▶ _Directions_:
Nothing before the line containing "Query: ditch beside road" should appear; please restate that line and every later line word for word through the end of the listing.

▶ _Provided information_:

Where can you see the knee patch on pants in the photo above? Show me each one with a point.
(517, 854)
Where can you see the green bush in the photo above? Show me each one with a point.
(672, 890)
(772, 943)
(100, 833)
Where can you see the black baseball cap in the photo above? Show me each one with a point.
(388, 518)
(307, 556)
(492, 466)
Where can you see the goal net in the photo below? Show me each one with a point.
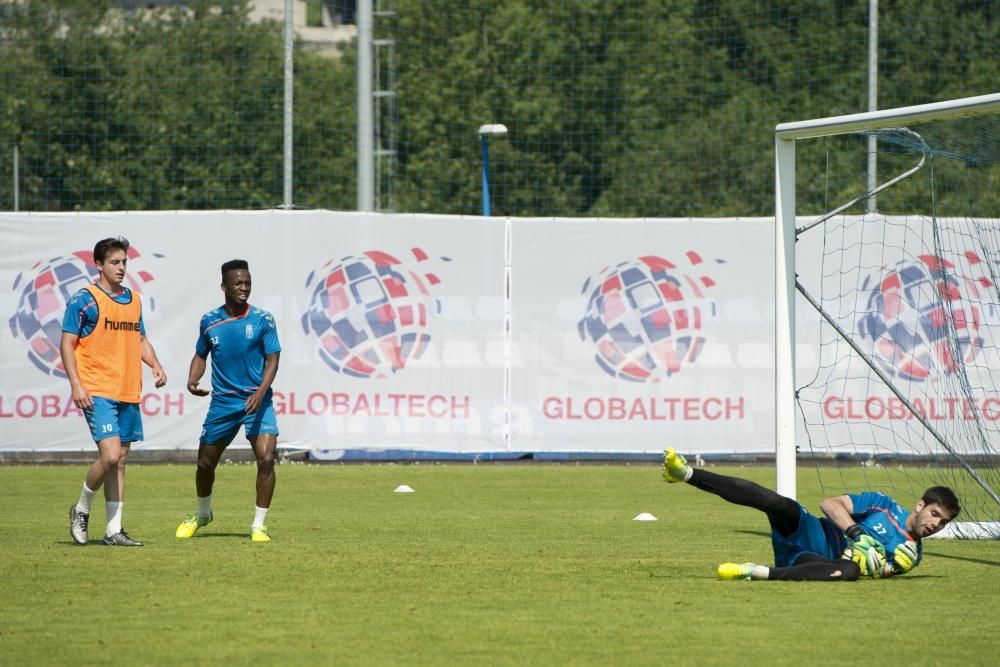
(897, 317)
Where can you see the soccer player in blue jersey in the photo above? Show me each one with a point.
(243, 343)
(866, 534)
(102, 346)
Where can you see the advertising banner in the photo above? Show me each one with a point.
(391, 327)
(635, 335)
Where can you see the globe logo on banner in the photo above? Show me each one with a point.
(645, 316)
(914, 308)
(43, 292)
(370, 314)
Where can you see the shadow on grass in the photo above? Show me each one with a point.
(991, 563)
(759, 533)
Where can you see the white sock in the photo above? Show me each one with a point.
(114, 518)
(205, 505)
(86, 498)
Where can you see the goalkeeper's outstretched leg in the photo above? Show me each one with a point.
(809, 567)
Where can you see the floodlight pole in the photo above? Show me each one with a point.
(485, 131)
(286, 198)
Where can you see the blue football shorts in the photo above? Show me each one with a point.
(225, 418)
(109, 418)
(809, 538)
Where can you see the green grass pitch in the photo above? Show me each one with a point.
(482, 565)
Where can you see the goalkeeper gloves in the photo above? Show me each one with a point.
(866, 551)
(904, 558)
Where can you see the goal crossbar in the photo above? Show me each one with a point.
(786, 231)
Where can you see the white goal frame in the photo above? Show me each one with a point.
(785, 136)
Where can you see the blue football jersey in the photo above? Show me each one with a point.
(238, 347)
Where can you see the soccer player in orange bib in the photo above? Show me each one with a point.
(103, 342)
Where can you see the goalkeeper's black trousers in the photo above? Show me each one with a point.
(783, 515)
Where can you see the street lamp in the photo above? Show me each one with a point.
(485, 132)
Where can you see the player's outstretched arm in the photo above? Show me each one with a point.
(270, 371)
(195, 373)
(67, 346)
(149, 358)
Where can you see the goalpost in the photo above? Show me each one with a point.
(903, 304)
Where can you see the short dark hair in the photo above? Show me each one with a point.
(233, 265)
(104, 246)
(943, 496)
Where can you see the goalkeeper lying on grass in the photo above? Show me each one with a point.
(862, 535)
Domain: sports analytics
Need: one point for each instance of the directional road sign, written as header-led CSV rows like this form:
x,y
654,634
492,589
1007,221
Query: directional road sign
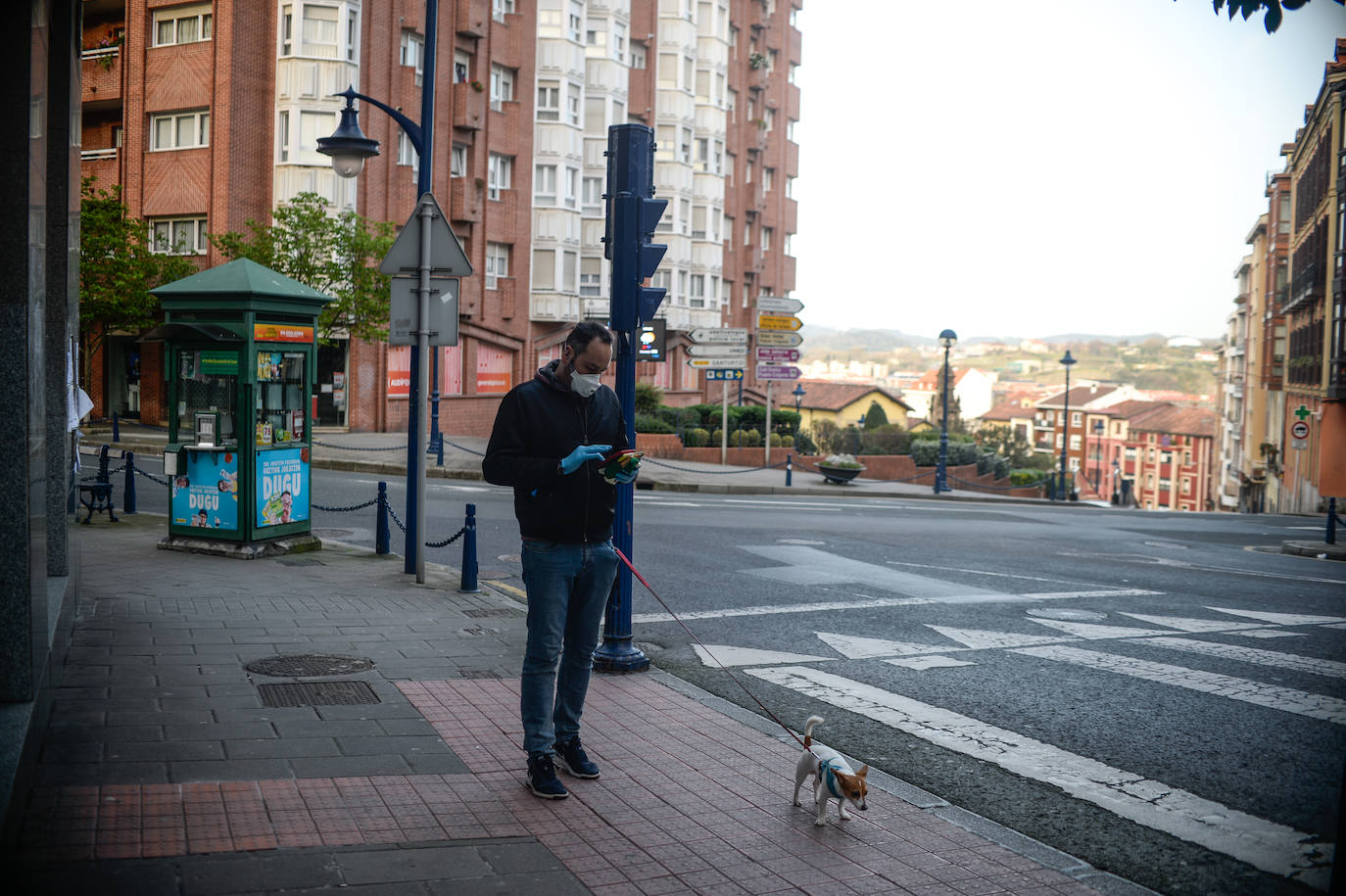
x,y
716,363
778,338
446,255
403,309
718,352
769,305
778,322
719,334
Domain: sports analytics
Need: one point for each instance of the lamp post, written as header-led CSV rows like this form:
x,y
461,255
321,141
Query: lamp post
x,y
349,147
941,472
1098,428
1065,427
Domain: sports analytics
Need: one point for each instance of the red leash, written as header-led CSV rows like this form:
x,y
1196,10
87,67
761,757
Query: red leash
x,y
637,572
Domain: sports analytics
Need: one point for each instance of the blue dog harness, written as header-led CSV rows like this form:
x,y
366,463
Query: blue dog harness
x,y
830,777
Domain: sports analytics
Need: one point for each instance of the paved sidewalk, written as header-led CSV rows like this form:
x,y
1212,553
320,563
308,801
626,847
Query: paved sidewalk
x,y
166,771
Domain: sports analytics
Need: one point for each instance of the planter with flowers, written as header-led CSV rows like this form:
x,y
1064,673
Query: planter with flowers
x,y
841,468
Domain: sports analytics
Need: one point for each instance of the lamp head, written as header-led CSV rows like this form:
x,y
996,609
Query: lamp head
x,y
348,146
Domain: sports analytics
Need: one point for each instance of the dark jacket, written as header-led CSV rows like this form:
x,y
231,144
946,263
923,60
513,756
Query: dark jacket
x,y
540,423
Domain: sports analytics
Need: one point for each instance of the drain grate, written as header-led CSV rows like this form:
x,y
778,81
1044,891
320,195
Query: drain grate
x,y
317,693
494,612
306,665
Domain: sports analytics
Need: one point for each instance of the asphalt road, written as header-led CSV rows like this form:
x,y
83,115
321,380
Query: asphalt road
x,y
1161,694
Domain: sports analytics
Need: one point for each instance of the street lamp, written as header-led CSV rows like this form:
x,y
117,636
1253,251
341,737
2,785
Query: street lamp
x,y
941,474
1065,427
349,148
1098,428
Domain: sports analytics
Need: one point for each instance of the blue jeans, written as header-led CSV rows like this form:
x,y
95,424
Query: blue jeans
x,y
567,592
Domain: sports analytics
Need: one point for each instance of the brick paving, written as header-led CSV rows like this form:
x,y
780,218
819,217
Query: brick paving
x,y
162,771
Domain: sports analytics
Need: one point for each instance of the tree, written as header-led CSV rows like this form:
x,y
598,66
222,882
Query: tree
x,y
118,268
875,416
334,255
1271,21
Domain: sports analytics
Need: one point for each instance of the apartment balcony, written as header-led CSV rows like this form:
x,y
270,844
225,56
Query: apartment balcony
x,y
471,18
100,71
468,107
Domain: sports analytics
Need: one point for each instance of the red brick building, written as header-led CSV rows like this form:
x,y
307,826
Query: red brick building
x,y
208,115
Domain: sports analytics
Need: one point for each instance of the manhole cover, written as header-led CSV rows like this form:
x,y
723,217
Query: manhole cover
x,y
305,665
1069,615
493,612
317,693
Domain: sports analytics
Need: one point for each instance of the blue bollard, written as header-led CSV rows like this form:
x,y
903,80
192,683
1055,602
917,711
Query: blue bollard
x,y
468,584
381,535
128,492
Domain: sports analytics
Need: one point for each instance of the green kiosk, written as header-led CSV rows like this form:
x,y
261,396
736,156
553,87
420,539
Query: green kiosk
x,y
240,359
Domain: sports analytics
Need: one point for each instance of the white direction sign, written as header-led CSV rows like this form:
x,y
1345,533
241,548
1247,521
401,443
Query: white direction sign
x,y
718,352
716,363
719,334
769,305
446,255
780,338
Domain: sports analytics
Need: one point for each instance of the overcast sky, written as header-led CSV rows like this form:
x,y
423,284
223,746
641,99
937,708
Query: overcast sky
x,y
1032,168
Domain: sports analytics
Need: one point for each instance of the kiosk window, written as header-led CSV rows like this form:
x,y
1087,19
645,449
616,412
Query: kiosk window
x,y
280,397
208,382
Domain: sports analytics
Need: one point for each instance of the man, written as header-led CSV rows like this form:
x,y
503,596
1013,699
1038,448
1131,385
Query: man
x,y
550,439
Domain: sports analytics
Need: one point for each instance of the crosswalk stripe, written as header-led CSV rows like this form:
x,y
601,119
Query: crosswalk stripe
x,y
1249,691
1252,655
1263,844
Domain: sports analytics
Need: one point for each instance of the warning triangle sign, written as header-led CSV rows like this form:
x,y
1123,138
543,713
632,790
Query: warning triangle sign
x,y
446,253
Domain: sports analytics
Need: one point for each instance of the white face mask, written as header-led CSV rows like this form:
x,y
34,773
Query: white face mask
x,y
585,385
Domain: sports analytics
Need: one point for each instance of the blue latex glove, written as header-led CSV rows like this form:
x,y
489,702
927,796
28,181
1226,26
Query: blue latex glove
x,y
580,455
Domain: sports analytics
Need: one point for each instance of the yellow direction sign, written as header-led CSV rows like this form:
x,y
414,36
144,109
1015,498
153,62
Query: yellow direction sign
x,y
778,322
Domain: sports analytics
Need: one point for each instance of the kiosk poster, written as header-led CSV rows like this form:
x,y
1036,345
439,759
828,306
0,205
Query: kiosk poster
x,y
281,486
205,495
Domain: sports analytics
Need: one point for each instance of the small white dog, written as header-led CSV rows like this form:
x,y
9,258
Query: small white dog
x,y
832,778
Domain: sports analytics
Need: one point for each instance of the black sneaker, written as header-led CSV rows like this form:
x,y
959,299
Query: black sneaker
x,y
572,758
542,778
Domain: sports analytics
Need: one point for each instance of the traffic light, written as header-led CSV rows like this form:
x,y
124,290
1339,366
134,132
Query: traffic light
x,y
632,219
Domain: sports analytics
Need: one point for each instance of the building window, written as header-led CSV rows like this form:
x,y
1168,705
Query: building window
x,y
591,277
179,130
182,24
413,54
178,236
503,86
499,169
283,136
544,184
317,34
548,101
497,262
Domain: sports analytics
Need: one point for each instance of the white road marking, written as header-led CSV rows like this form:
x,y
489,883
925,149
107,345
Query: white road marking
x,y
1264,844
1280,619
1191,625
855,647
1093,632
1252,655
1241,689
727,655
921,664
978,639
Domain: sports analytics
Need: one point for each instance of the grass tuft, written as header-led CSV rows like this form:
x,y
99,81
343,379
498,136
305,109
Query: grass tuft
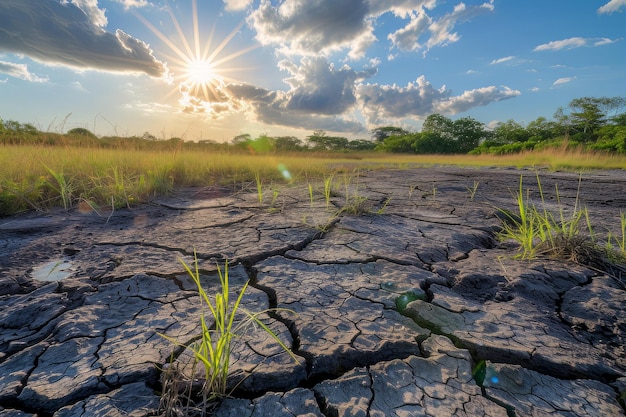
x,y
572,237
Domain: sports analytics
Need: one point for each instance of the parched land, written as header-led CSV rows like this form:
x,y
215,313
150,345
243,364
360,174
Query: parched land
x,y
402,300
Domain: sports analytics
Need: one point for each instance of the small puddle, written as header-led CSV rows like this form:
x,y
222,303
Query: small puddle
x,y
55,270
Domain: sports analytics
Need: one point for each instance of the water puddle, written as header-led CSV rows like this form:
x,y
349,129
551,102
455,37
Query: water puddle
x,y
55,270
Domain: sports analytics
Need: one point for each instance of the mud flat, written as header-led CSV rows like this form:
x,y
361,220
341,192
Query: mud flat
x,y
409,307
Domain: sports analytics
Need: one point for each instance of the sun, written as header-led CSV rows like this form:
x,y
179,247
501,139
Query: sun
x,y
200,72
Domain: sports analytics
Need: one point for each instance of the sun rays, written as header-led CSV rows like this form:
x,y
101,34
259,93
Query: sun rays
x,y
197,65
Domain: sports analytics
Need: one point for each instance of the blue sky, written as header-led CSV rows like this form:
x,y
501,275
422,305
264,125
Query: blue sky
x,y
214,69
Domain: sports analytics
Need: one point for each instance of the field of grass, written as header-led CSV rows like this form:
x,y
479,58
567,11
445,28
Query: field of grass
x,y
39,177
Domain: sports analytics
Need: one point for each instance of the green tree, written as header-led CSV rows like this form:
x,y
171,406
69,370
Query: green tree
x,y
398,144
563,122
361,145
81,131
468,133
439,125
320,141
509,132
587,117
287,143
381,133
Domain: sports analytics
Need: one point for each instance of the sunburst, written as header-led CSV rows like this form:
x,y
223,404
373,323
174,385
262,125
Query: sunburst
x,y
198,67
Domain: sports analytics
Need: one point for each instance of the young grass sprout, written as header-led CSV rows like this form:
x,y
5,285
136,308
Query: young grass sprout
x,y
473,189
220,325
562,236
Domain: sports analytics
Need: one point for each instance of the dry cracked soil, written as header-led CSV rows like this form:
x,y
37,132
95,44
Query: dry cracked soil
x,y
408,306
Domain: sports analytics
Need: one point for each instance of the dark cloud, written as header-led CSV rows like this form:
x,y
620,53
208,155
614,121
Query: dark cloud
x,y
308,27
318,87
380,102
271,107
56,33
19,71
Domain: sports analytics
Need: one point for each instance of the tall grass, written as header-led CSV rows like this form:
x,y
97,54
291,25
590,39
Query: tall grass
x,y
221,321
35,177
541,232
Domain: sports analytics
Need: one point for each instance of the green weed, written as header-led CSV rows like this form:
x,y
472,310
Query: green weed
x,y
328,189
473,189
259,186
63,186
218,329
540,232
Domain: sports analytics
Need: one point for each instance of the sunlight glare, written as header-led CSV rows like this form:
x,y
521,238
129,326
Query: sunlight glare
x,y
200,72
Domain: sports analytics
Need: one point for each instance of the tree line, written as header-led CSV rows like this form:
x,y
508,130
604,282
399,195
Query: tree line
x,y
591,122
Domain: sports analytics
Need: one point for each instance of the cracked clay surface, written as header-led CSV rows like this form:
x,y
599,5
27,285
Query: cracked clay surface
x,y
482,334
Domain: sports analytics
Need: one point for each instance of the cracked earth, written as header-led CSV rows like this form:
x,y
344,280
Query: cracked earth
x,y
412,309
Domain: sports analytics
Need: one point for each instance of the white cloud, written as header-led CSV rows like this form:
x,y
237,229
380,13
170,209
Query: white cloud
x,y
419,99
314,27
69,35
575,42
564,80
442,29
502,60
129,4
612,6
91,9
237,4
269,107
20,71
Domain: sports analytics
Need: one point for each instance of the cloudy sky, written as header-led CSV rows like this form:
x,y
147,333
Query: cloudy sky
x,y
213,69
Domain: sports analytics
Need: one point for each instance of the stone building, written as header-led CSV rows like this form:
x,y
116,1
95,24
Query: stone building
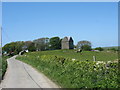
x,y
67,43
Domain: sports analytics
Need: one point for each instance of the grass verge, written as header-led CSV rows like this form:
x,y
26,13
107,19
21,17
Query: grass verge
x,y
74,73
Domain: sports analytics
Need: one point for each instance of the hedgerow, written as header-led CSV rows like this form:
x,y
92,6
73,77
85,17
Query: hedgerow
x,y
74,74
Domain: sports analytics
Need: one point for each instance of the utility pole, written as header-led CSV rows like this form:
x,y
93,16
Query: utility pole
x,y
1,41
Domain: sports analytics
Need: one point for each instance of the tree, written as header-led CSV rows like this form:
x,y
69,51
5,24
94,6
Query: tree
x,y
41,44
15,47
99,48
84,45
30,46
55,43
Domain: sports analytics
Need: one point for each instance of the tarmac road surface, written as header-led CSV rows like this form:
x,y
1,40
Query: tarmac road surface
x,y
21,75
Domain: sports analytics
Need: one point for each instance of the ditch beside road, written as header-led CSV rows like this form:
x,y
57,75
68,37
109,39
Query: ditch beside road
x,y
21,75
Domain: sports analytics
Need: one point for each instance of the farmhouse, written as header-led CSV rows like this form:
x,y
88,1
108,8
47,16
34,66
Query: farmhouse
x,y
67,43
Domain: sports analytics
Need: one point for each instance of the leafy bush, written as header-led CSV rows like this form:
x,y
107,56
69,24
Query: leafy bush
x,y
99,48
74,74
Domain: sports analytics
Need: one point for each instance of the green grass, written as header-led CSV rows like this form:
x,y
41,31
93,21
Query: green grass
x,y
86,55
60,68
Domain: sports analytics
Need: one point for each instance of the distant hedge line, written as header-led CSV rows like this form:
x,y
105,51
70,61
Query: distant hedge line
x,y
75,74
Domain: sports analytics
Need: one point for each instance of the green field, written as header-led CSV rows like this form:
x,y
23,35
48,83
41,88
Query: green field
x,y
85,55
74,70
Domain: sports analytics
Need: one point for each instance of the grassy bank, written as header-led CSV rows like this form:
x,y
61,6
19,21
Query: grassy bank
x,y
3,66
72,70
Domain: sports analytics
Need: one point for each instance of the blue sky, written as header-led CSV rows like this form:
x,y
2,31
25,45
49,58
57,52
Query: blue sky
x,y
95,22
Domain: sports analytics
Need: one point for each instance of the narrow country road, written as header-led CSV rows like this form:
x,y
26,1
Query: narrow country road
x,y
21,75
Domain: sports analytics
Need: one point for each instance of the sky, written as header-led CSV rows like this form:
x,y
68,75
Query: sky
x,y
96,22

▶ _Result of this exercise_:
Query: ditch beside road
x,y
21,75
Domain: sports analytics
Need: one point for each instance of the farmhouse, written as header-led CSV rows like this form:
x,y
88,1
108,8
47,16
34,66
Query: farmhouse
x,y
67,43
Domain: sports analytics
Need: one point for each instance of the leafy bush, written as header-led CSV rows like this form:
x,y
107,56
69,24
Query: leafy bush
x,y
99,48
74,74
Domain: sports analytics
Need: one point for each instance of the green grass, written as header-led CSV rows like this form:
x,y
41,31
93,21
Query: green grass
x,y
86,55
60,68
Domain: sports analytics
Need: one point for each instance of the distant hedge line, written as header-led CSV rows like this form:
x,y
105,51
70,61
Query: distant hedge line
x,y
75,74
Domain: sports analytics
Need: one point for each instance of the green field, written as header-led CSV rows like this form:
x,y
23,35
48,83
41,88
Query: green field
x,y
85,55
74,70
Domain: sports analytics
Need: one point for each instance of the grassy bank, written as header-led CSV rows like this form:
x,y
61,6
19,21
Query: grassy bank
x,y
3,66
72,70
Domain: sports analytics
Need: one point for each instance of the blue sky, written as header-led CSV rows like this form:
x,y
2,31
25,45
49,58
57,52
Query: blue sky
x,y
95,22
Domain: sports analytics
Need: one point for each instance of the narrow country road, written as header-led CSV rows like this form:
x,y
26,1
Query: narrow country road
x,y
21,75
Domain: sports analytics
Need: one point for each instance of the sky, written as header-led CSV rows like this form:
x,y
68,75
Query: sky
x,y
96,22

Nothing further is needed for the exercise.